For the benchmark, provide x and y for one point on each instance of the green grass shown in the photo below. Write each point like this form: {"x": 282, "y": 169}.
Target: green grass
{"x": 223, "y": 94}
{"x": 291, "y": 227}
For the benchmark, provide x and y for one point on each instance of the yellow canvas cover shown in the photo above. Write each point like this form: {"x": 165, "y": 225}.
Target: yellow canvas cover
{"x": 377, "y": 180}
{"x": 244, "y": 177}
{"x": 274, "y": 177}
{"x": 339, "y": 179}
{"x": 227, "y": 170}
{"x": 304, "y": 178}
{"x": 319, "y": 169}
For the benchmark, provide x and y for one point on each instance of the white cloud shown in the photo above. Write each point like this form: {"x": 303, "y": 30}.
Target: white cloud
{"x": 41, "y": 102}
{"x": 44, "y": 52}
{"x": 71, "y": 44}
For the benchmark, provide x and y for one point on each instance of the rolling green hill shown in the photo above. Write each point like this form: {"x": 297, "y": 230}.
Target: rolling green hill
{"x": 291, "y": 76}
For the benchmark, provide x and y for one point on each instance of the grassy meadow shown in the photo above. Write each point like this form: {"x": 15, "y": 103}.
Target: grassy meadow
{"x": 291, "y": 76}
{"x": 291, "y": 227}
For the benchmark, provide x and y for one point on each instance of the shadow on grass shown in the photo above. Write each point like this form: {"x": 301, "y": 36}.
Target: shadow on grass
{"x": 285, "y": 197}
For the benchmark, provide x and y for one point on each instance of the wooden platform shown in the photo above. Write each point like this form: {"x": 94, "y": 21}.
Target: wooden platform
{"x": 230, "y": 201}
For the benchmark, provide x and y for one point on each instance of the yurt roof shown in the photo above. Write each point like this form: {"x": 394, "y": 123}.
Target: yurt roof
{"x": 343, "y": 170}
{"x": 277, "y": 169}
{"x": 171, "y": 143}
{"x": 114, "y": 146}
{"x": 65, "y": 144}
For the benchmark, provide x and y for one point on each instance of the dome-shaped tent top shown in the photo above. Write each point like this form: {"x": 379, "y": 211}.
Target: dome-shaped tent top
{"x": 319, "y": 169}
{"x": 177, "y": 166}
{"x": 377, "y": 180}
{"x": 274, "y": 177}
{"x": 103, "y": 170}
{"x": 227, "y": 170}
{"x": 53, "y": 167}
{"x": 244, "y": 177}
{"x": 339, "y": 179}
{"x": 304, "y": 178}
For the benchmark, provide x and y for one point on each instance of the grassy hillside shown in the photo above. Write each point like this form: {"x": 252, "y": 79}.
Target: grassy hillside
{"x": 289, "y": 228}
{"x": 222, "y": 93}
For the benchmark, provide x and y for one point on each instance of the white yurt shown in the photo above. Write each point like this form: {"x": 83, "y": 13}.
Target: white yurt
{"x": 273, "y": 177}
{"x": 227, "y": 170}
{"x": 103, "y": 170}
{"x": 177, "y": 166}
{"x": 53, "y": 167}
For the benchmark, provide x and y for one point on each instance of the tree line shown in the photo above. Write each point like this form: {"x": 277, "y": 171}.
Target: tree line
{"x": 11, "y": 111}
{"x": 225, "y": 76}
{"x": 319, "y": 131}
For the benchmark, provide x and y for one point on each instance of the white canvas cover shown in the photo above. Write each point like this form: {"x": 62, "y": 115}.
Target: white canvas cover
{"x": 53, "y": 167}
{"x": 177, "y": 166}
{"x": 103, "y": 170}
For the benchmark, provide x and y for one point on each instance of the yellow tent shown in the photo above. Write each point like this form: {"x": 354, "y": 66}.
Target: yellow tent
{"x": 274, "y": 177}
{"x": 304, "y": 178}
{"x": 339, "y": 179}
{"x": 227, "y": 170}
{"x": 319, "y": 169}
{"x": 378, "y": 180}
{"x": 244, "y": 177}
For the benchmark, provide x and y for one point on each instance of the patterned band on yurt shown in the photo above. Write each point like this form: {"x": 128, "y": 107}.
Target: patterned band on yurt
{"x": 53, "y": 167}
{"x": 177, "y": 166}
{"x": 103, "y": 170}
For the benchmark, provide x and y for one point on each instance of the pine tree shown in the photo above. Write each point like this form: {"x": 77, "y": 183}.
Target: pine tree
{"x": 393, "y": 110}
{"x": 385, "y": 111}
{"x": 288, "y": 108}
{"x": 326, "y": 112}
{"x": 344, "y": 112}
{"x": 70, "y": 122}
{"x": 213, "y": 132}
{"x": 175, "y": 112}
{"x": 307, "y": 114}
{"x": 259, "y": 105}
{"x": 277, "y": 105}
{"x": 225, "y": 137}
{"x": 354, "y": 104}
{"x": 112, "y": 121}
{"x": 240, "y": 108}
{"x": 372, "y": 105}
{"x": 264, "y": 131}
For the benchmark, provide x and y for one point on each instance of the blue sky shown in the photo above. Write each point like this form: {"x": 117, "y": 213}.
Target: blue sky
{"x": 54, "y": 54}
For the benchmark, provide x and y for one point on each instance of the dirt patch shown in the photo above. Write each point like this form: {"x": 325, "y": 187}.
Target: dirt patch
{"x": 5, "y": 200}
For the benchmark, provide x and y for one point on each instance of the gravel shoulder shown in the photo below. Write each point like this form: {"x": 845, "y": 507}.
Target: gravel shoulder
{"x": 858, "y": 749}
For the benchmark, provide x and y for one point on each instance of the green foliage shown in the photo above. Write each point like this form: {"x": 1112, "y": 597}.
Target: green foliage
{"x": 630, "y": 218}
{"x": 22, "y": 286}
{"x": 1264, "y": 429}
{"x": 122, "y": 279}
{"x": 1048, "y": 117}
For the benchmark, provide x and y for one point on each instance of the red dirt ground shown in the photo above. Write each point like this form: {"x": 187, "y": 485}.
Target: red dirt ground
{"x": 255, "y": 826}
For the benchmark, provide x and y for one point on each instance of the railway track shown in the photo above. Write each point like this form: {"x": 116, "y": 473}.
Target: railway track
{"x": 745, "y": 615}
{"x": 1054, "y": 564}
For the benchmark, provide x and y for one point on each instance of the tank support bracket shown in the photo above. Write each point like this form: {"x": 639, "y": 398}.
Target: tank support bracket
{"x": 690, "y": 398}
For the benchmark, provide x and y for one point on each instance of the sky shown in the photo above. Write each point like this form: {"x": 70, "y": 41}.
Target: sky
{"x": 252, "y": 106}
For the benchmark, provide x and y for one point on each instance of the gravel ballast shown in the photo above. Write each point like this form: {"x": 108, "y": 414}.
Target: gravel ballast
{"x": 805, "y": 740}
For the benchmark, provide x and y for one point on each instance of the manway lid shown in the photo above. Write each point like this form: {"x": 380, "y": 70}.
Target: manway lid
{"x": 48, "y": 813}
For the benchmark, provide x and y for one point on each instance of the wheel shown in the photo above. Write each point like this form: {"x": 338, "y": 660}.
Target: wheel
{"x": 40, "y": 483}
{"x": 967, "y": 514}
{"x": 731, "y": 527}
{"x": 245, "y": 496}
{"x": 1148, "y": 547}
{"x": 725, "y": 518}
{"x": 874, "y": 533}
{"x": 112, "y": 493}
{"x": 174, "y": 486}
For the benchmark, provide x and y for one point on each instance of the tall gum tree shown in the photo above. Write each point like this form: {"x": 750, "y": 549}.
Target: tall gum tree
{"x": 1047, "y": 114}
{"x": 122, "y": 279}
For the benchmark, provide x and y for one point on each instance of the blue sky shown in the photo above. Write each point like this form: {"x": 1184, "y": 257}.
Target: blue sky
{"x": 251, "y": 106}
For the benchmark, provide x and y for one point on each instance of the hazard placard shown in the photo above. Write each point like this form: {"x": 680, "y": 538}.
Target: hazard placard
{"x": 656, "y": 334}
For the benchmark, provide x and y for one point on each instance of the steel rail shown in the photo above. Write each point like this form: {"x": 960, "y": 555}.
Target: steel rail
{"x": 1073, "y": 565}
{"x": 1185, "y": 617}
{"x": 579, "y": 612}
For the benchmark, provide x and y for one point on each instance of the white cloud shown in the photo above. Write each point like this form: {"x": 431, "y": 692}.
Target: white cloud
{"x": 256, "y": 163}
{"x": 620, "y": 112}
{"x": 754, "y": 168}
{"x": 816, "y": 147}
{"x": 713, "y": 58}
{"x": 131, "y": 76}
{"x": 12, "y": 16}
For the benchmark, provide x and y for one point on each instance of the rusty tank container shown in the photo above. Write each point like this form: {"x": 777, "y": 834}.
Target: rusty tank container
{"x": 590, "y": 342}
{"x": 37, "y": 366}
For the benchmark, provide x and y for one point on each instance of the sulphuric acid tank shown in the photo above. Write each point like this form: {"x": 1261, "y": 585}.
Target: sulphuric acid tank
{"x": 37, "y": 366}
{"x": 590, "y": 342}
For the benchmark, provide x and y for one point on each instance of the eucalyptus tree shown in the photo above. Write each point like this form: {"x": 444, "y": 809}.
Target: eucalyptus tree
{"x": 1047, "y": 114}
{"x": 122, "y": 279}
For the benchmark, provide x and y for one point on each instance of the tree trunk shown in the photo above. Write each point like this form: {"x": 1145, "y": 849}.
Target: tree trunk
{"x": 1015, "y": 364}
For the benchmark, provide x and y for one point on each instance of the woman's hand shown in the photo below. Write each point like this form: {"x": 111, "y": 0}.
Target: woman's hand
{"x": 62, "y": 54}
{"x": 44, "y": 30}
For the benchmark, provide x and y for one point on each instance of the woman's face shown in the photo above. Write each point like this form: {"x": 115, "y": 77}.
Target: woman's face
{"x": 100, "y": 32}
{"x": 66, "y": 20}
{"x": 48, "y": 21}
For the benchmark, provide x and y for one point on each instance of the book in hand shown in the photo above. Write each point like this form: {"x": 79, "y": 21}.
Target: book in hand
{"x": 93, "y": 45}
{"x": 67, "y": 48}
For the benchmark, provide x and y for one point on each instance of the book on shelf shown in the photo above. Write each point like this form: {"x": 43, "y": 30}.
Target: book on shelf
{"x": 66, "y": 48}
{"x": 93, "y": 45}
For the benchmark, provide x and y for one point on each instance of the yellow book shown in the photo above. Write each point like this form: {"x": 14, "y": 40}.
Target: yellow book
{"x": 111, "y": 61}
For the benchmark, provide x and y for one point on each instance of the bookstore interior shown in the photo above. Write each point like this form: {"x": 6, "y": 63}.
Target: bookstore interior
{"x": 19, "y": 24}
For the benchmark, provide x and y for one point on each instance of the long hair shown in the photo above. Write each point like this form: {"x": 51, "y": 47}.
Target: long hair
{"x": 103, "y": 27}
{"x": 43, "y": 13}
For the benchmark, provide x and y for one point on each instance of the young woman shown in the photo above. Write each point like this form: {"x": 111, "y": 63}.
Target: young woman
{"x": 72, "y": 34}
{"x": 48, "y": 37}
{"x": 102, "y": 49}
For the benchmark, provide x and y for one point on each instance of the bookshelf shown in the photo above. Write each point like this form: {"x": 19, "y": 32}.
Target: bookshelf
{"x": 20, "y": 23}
________
## Goal
Convert everything from the line containing "of the bookshelf" down to the end of the lines above into a Markdown table with columns Row and Line, omitting blank lines.

## Output for this task
| Row | Line |
|---|---|
| 1 | For the benchmark, provide x and y for one point on each instance of the bookshelf shown in the photo above. Write each point like this form: {"x": 19, "y": 32}. |
| 2 | Target: bookshelf |
| 3 | {"x": 20, "y": 23} |